Document extract:

-- Begin --

The interpretation which was accepted by the majority in the Atiabari Tea Co case is correct, but subject to this clarification. Regulatory measures or measures imposing compensatory taxes for the use of trading facilities do not come within the purview of the restrictions contemplated by Art. 301 and such measures need not comply with the requirements of the proviso to Art. 304(b) of the Constitution (The Automobile Transport (Rajasthan) Ltd v The State of Rajasthan and Others (1963) (India)).
18. Restrictions obstruct the freedom; regulations facilitate it. This test of invalidity is neither clear in meaning nor certain in operation because it relies on the HCA’s interpretation of Section 92 of the Australian Constitution in Bank of New South Wales v Commonwealth (Bank Nationalization) (1948) (Austl), which Cole v Whitfield declared wrong. In the Bank Nationalization case, the HCA held that only a law that directly and immediately restricts an activity of interstate trade and commerce can breach Section 92 of the Australian Constitution. The Supreme Court of India would give clarity of meaning and certainty of operation to Art. 301 of the Constitution of India if it were to apply the Cole v Whitfield test of invalidity for Section 92 of the Australian Constitution. On the application of that test, a law breaches Section 92 only if it imposes a restriction on interstate trade and commerce and that restriction is discriminatory in a protectionist sense. Ideally, the Supreme Court would perfect this interpretation into the development of a non-discrimination norm as the ECJ does for Art. 34 of the TFEU. Such an interpretation would better support the political unit that India comprises:
When for the first time in the history of India the entire territory within the geographical boundaries of India, minus what became Pakistan, was knit into one political unit, it was necessary to abolish all those trade barriers and custom posts in the interest of national solidarity, economic and cultural unity as also of freedom of trade, commerce and intercourse (Atiabari Tea Co Ltd v The State of Assam and Others para. 823).

-- End --

Exercise requirements: Reproduce word for word the part of the passage on freedom of interstate trade that runs from "The interpretation which" to "Others (1963) (India)).".

Excerpts from a pointing dataset
-- Begin --

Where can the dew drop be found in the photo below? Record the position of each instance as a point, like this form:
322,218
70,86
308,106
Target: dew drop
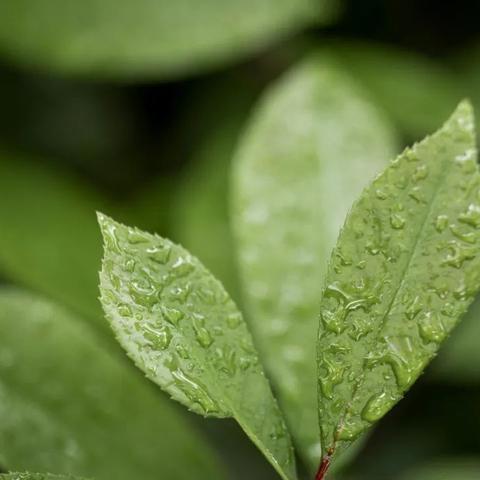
201,333
441,223
350,430
143,293
397,221
182,267
159,254
380,194
431,328
124,310
172,315
471,216
159,338
134,237
420,173
195,392
182,351
376,407
129,265
234,320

-- End --

Correct output:
The interpretation which was accepted by the majority in the Atiabari Tea Co case is correct, but subject to this clarification. Regulatory measures or measures imposing compensatory taxes for the use of trading facilities do not come within the purview of the restrictions contemplated by Art. 301 and such measures need not comply with the requirements of the proviso to Art. 304(b) of the Constitution (The Automobile Transport (Rajasthan) Ltd v The State of Rajasthan and Others (1963) (India)).